## [Task prompt]
Transcribe each entry so that it matches the original exactly.

· · · ·

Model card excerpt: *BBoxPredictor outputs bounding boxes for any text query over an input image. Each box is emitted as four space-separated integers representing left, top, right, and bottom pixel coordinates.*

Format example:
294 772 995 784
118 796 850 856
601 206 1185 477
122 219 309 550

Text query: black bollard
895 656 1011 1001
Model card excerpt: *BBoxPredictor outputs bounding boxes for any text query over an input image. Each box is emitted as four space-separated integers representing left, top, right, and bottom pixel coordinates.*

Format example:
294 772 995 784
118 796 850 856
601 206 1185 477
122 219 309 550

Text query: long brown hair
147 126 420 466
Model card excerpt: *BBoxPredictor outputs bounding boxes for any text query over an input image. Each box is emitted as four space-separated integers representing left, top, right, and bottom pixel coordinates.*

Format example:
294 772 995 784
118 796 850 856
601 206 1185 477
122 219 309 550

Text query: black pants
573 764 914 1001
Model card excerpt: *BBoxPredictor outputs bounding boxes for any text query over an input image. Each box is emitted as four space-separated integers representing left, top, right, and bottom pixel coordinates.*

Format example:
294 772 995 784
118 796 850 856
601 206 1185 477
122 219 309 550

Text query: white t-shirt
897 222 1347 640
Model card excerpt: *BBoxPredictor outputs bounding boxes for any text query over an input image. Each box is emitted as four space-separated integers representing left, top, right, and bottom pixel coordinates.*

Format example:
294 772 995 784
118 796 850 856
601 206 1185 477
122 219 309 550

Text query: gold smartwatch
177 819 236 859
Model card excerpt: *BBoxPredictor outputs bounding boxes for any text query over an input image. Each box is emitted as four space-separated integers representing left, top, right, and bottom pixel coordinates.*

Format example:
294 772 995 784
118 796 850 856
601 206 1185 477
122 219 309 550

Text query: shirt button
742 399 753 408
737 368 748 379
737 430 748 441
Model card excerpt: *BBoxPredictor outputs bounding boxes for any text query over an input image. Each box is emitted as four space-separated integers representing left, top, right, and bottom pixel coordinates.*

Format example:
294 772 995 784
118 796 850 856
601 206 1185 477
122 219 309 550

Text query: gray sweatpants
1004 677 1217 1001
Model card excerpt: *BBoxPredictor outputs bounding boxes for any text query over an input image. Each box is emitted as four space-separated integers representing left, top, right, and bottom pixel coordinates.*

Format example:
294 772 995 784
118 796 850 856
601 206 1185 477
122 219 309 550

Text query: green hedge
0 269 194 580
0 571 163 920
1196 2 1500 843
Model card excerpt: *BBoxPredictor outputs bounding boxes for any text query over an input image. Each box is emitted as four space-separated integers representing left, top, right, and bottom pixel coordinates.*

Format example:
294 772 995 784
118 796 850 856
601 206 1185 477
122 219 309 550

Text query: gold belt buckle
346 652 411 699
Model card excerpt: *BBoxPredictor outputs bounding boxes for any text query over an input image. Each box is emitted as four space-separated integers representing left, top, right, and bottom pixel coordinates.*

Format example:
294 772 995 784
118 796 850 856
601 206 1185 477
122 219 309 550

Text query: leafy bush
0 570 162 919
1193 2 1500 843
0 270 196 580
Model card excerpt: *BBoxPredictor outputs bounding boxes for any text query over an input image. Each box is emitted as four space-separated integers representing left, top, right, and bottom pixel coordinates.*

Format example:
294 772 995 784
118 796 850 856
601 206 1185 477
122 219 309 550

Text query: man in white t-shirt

· · · ·

## [Result for this task]
Model card excerpt: *BBoxPredictor outputs bounding boxes for any text query over an input image. Each box is emitted as four space-separated integers representing left, top, right, and bottom pixel coordinates.*

Format example:
294 772 995 784
118 796 850 856
601 206 1185 477
122 219 309 550

Text query: black bollard
895 656 1011 1001
Model card excerpt: *BBoxPredictor outputs bounding boxes for any text query over an input image. Each box is emitted as four space-separated integers representing left, top, right, and bottom pixel coordinates.*

Format example:
294 772 995 784
118 796 850 856
601 206 1185 477
122 219 309 550

Text query: long brown hair
147 126 420 466
Model card excerpt: *BBoxPredictor outputs bounding boxes for any text query over an input image. Each box is emitted as four space-separated integers representing left, top, right, and bottom pixel coordinates.*

Format example:
294 772 995 784
118 796 850 856
601 206 1185 477
122 219 309 550

Text query: black pants
573 764 914 1001
Model card excerpt: *BBoxPredictor outputs bounding boxes for any text query over an input image. Each box is emitted as four space-separated integers representing left, top, right, and bottom pixel coordinates.*

Format example:
294 772 995 784
118 796 850 856
601 206 1185 477
122 219 309 550

Text query: white t-shirt
897 222 1347 640
Model card excerpt: *BBoxPredictor outputs bounding boxes for any text query over an input image. Each box is emitted as four space-separated integers representing left, top, right, and bottom pixel coordinates.*

Format example:
294 772 995 784
118 796 850 856
601 206 1185 477
122 219 309 550

Text query: gold smartwatch
177 819 236 859
Model card excerpt: *BBoxPredictor outputs bounding boxes for any text query over an input image. Each box is emitted as four space-separated integers representing left, top, right, and bottom pixel coordinates.*

Format example:
294 772 995 784
118 796 850 856
601 206 1185 477
122 219 309 550

Text query: shirt button
742 399 753 408
737 368 748 379
737 430 748 441
Model card excerpt: *BBoxPredictor outputs bounding boxes for any text query over an input image. Each box is emitted as four space-separated integers representing left, top, right, and bottom pixel coordinates.*

Format example:
294 772 995 784
118 796 850 856
601 206 1185 477
122 219 309 550

Text query: gray sweatpants
1004 677 1217 1001
Model card excerpt: *BBoxPredictor outputs bounding boxes for any text query over an input image. Each box is emitted as four space-separated integers representing left, top, right, and bottom pixel coordinates.*

Format example:
294 772 995 784
118 796 850 856
601 206 1185 477
122 219 309 550

Text query: green hedge
0 269 194 580
0 571 163 920
1196 2 1500 843
Model card excerpt: *BBoxPredictor outputs bounding boxes for any text query over an input image. Each box is emitted as four space-separated integers representing left, top, right, and bottom pixel coordinates.*

Format example:
294 772 995 784
118 796 850 856
601 206 1185 477
122 219 309 550

Text query: gold belt buckle
346 652 411 699
Model card excerpt: *BBoxPredictor outputs bounding boxes for any text query over an input image. Each box is emitted as four space-separated integers representing left, top, right, and bottom pixel coordinates.*

Format example:
294 772 995 784
118 796 850 856
601 206 1185 477
122 219 309 550

Text query: leafy bush
0 570 162 919
1193 2 1500 843
0 270 196 580
Model card excerpt: *BBoxPredictor outputs bounding boxes for any text query over an input image. Each box is emitted as four space-separated integers representing left, top, right, and bottom pixel coordinates.*

Format example:
294 772 995 784
118 796 850 856
601 206 1185 477
122 219 309 550

Text query: man in white t-shirt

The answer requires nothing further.